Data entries
····················
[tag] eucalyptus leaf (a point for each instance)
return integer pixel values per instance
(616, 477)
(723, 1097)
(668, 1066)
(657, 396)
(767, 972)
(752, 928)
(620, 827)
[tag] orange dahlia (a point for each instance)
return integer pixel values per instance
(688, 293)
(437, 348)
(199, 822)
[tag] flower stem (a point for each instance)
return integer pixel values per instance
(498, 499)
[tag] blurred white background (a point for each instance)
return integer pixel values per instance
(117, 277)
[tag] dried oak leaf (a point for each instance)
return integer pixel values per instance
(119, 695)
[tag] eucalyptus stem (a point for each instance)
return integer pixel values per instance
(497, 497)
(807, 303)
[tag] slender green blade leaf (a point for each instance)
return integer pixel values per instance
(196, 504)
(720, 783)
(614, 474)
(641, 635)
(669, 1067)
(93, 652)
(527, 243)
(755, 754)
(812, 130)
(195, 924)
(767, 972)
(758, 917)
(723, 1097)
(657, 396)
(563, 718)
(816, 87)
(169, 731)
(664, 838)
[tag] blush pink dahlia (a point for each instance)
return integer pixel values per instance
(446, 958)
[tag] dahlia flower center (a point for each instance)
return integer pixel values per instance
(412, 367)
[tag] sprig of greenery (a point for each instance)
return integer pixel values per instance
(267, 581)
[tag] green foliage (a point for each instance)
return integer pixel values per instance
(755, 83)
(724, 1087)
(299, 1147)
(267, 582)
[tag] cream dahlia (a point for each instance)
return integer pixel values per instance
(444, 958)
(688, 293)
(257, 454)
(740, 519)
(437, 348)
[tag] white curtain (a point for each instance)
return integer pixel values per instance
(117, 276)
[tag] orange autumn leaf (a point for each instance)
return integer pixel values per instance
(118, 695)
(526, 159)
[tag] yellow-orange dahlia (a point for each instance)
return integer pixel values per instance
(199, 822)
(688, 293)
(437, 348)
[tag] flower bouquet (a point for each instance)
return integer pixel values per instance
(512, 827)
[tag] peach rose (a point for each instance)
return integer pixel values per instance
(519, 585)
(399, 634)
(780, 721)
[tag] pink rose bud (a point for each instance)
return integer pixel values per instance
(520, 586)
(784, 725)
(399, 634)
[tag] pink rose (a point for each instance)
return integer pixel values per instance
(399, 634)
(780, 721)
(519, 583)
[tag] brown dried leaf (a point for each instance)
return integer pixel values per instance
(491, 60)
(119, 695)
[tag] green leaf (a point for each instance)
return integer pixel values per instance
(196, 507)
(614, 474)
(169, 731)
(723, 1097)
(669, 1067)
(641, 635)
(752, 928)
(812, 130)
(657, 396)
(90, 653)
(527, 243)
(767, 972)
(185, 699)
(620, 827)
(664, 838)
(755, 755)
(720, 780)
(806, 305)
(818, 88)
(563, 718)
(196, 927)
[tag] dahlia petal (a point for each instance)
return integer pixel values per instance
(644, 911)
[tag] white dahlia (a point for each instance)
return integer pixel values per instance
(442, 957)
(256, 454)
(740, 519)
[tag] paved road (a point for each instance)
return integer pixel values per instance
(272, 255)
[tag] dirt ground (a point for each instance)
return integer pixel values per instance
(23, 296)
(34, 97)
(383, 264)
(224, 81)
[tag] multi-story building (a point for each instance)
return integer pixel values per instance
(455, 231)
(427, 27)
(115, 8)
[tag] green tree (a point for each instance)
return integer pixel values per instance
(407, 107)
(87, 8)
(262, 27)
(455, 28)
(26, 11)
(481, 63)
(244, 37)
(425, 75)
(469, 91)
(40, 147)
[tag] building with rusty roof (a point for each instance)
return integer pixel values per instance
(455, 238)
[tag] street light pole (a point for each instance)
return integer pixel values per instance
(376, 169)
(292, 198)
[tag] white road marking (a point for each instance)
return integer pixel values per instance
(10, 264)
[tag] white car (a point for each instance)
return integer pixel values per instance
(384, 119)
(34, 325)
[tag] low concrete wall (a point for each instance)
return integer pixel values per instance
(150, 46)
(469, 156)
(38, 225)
····················
■ Task prompt
Every entry must be duplicated exactly as it stands.

■ Task solution
[tag] eucalyptus leaf (a point for each instance)
return integer pixel values per instance
(616, 477)
(723, 1097)
(668, 1066)
(657, 396)
(767, 972)
(752, 928)
(620, 827)
[tag] orange dahlia (a point for each instance)
return integer pixel values per instance
(688, 293)
(437, 348)
(199, 822)
[tag] flower stem (a point for each instance)
return integer pixel values per instance
(498, 499)
[tag] blurred white background (a point for each instance)
return integer pixel values per instance
(117, 277)
[tag] dried oak leaf (a point for each instance)
return integer pixel values per instance
(119, 695)
[tag] eucalyptus stem (a point for each instance)
return integer pixel values per instance
(497, 497)
(807, 303)
[tag] slender green blade leaf (a point for each instance)
return integer pixel values per instance
(196, 504)
(720, 783)
(614, 474)
(641, 635)
(669, 1067)
(93, 652)
(527, 243)
(755, 754)
(812, 130)
(195, 924)
(767, 972)
(758, 917)
(723, 1097)
(657, 396)
(563, 718)
(816, 87)
(169, 731)
(664, 838)
[tag] blush pink dahlia (a point for each instance)
return integer pixel values per instance
(446, 958)
[tag] dahlia flower center (a point for each instance)
return integer pixel values per instance
(412, 367)
[tag] sprig of greenery (a point for each instance)
return integer pixel values per instance
(267, 581)
[tag] green foliage (a point for each instance)
return integer pixel values per instance
(755, 83)
(724, 1087)
(299, 1147)
(267, 582)
[tag] cream dahlia (a point for each instance)
return integer pixel values per instance
(444, 958)
(688, 293)
(257, 454)
(740, 519)
(437, 348)
[tag] white curtain (a point for each instance)
return integer pixel values per instance
(117, 276)
[tag] orange autumn leaf (a point for each instance)
return integer pixel values per instance
(118, 695)
(526, 159)
[tag] yellow-orange dahlia (a point for each instance)
return integer pixel values per instance
(199, 822)
(688, 293)
(437, 348)
[tag] flower bouquet (a point for each instance)
return integer pixel values per instance
(512, 827)
[tag] peach rose (a point for each instance)
return integer pixel values per instance
(519, 585)
(399, 634)
(780, 721)
[tag] pink rose bud (a point for each instance)
return integer pixel values per instance
(520, 586)
(784, 725)
(399, 634)
[tag] pink rose (a point for each instance)
return integer pixel values per instance
(399, 634)
(780, 721)
(519, 583)
[tag] brown dried leaf (a point for each instance)
return integer pixel values per instance
(491, 60)
(119, 695)
[tag] green leaf (a point for each instance)
return integer pixel values per instance
(196, 507)
(614, 474)
(169, 731)
(723, 1097)
(669, 1067)
(641, 635)
(752, 928)
(812, 130)
(657, 396)
(90, 653)
(527, 243)
(767, 972)
(185, 699)
(620, 827)
(664, 838)
(755, 755)
(720, 780)
(806, 305)
(818, 88)
(563, 718)
(196, 927)
[tag] dahlia petal (a point for each instance)
return integer pixel values per instance
(644, 911)
[tag] white dahlia (a point for each instance)
return integer pixel values per instance
(442, 957)
(256, 454)
(740, 519)
[tag] paved road (a point for each instance)
return integer pixel values per instance
(272, 255)
[tag] dirt ground (a point for each instance)
return integer pixel values per instance
(23, 296)
(34, 97)
(383, 264)
(224, 81)
[tag] multi-story building (a point for each instance)
return integer pixel values per instance
(455, 231)
(427, 27)
(115, 8)
[tag] green tree (a point for each instance)
return integer pixel values per instance
(407, 107)
(87, 8)
(262, 27)
(455, 28)
(26, 11)
(481, 63)
(244, 37)
(425, 75)
(469, 91)
(40, 147)
[tag] building with rusty roof (a point for each instance)
return integer pixel values per instance
(455, 238)
[tag] street light pole (a point for each instance)
return integer pixel values per instance
(376, 169)
(292, 198)
[tag] white road marking (a point for each instance)
return integer pixel values per instance
(10, 264)
[tag] white car (a point for each instance)
return integer pixel values per instance
(384, 119)
(34, 325)
[tag] low concrete wall (a point for each instance)
return integer pixel values per instance
(150, 46)
(469, 156)
(38, 225)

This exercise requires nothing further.